REQUIRED WORK - Extract from the entries below each line that contains the string "tree". Treat uppercase and lowercase letters as distinct.

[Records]
▼

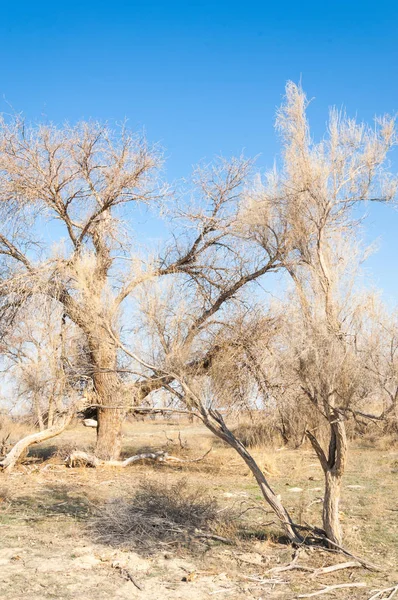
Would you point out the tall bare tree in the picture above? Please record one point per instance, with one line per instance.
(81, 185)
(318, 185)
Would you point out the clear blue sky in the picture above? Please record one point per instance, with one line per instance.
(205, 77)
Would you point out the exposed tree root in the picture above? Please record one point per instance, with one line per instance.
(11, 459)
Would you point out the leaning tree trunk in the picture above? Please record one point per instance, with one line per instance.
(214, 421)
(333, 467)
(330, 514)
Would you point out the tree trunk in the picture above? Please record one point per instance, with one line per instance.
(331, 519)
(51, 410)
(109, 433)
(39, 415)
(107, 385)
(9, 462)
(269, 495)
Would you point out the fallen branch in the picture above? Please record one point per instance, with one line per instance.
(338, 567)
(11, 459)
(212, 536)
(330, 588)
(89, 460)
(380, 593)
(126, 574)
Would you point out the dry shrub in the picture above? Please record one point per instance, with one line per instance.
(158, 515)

▲
▼

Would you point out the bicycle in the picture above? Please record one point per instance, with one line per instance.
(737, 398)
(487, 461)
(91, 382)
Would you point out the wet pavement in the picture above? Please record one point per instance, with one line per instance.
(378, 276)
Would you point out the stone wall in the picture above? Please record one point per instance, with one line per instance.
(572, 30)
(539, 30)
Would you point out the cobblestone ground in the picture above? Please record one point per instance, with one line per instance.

▲

WRITTEN RESPONSE -
Would you point out the tall bare tree in the picture above? Please record one point per instance, with one line per instance.
Would you point out the exposed tree root in the picture above? Please record one point per instance, with one line per instance.
Would you point out the leaning tree trunk in the picture above? Please record one point per instance, with one line per instance.
Would you point out the tree trunk in the picture above? Please record one point per instance, with one line per instance.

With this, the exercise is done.